— What this task involves —
Output, word for word, every line from the line with "Trace the outline of every instance of the thin" through the final line of the data below.

— Supplied entries —

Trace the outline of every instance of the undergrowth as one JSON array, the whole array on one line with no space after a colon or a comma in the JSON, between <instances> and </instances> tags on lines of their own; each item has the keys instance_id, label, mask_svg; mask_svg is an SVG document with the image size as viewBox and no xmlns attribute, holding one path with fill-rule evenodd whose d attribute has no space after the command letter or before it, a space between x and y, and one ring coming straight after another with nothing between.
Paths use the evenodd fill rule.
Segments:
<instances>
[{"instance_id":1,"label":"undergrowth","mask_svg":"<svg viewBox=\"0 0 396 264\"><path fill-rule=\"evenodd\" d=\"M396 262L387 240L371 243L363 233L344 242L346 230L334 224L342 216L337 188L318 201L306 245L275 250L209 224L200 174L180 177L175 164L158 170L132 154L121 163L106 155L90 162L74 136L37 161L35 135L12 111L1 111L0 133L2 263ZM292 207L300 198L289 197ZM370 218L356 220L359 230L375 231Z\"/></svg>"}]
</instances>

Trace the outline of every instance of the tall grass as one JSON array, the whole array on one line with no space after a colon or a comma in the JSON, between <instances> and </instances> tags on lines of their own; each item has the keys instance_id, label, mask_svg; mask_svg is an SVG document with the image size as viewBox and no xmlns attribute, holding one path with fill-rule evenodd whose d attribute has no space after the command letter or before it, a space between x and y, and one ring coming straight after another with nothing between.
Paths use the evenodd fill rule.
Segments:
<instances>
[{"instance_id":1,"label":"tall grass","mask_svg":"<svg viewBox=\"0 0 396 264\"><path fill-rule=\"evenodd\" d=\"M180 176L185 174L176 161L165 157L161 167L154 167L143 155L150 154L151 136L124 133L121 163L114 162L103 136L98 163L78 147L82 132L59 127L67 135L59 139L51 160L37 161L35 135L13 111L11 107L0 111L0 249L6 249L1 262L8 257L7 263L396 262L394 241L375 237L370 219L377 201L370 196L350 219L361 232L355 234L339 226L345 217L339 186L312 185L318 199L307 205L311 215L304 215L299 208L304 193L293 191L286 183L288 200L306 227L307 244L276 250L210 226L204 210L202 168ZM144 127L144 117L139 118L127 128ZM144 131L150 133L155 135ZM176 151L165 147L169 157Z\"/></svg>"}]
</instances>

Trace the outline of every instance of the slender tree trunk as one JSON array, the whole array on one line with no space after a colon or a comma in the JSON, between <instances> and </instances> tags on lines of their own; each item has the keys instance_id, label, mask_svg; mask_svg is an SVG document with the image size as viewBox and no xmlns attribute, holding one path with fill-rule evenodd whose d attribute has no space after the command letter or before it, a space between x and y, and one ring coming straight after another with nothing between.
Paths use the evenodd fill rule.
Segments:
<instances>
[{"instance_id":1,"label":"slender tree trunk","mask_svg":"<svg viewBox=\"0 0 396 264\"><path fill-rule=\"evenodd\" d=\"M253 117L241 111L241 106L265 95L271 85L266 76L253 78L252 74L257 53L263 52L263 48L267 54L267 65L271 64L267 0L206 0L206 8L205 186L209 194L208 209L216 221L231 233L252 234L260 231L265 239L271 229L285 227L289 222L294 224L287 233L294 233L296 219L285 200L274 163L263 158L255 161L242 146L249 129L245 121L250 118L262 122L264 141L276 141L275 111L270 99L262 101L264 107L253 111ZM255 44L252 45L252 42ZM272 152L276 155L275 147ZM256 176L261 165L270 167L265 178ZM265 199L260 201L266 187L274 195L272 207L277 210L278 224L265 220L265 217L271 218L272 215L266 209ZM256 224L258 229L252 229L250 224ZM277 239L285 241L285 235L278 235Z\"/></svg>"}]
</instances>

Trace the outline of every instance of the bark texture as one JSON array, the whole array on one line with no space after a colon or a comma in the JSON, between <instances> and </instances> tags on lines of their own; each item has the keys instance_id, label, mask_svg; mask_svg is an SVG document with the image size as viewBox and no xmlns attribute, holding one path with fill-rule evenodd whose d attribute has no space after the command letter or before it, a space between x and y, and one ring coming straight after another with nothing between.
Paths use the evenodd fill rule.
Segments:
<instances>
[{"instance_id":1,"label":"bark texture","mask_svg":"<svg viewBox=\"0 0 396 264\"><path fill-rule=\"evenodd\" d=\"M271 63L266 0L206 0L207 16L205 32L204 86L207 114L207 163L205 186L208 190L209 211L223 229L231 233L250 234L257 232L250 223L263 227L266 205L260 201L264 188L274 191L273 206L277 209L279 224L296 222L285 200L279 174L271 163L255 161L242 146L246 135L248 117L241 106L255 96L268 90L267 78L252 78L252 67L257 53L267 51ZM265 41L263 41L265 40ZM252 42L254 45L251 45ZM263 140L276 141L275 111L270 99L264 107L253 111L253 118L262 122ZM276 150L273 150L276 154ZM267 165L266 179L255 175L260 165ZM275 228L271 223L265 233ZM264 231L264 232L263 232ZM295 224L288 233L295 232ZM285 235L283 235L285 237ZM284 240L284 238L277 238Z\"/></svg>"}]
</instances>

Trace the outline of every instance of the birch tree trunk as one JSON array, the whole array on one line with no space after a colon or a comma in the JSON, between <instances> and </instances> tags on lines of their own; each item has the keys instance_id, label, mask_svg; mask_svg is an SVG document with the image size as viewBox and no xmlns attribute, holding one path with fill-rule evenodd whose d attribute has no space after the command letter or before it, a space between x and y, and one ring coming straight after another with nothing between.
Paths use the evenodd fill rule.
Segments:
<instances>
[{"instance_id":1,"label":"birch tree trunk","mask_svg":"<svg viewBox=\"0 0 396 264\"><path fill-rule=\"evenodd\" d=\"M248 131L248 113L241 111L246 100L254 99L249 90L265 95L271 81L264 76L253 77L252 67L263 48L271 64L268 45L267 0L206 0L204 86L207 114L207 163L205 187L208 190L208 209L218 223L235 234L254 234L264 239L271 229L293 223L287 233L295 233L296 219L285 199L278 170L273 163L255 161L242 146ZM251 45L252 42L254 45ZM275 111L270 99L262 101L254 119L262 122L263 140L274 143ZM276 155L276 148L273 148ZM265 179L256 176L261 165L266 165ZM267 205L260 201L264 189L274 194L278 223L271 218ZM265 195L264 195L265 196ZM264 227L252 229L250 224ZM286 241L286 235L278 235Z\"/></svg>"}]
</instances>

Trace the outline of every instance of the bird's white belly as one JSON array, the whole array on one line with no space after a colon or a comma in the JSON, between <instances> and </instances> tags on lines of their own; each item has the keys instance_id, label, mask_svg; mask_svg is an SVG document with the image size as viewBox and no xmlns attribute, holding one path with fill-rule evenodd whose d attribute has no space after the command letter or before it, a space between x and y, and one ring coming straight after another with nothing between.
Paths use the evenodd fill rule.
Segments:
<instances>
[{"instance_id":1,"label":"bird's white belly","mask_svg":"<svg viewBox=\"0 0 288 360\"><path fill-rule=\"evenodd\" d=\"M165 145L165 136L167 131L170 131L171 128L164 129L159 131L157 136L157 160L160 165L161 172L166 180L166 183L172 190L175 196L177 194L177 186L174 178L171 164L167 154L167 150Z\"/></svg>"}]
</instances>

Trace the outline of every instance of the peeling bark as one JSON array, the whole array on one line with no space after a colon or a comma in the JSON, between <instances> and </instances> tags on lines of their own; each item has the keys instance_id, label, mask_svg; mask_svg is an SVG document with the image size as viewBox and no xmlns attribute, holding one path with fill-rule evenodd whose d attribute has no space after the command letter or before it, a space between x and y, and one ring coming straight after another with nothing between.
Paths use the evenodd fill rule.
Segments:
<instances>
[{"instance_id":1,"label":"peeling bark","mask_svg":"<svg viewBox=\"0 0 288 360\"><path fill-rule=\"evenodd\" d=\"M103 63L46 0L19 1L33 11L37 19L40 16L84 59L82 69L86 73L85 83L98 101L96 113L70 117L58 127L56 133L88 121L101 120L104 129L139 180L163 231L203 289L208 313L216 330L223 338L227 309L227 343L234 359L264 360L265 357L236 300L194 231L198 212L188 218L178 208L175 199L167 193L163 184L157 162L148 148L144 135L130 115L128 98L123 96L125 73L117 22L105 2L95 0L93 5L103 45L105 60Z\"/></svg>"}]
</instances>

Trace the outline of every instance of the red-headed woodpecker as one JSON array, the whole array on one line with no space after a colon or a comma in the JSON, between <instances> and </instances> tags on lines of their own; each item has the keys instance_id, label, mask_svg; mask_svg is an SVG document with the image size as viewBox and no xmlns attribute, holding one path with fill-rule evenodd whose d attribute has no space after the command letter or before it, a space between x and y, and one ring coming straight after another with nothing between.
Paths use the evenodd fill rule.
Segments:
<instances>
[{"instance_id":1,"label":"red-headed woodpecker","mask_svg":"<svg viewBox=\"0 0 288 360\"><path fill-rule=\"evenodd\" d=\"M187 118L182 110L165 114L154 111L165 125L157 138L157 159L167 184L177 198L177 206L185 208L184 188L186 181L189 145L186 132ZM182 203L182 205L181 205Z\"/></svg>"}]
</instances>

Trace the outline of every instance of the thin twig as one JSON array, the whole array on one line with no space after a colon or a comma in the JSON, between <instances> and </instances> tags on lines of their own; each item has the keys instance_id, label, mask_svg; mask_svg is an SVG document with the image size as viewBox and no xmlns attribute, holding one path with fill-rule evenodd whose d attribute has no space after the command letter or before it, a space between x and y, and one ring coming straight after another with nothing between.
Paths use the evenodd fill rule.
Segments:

— Written reply —
Trace the outline of every instance of the thin twig as one JSON array, the whole array on one line with no space after a colon or a comma in the JSON, between <instances> and </instances> tags on lines of their own; each item has the keys instance_id, label, mask_svg; mask_svg is an SVG document with the image size as viewBox and no xmlns attribute, holding one path with fill-rule evenodd whose d attribute has no space after the command letter or before it, a space between x and y, and one ring coming straight after another with nothing between.
Paths use the evenodd fill rule.
Segments:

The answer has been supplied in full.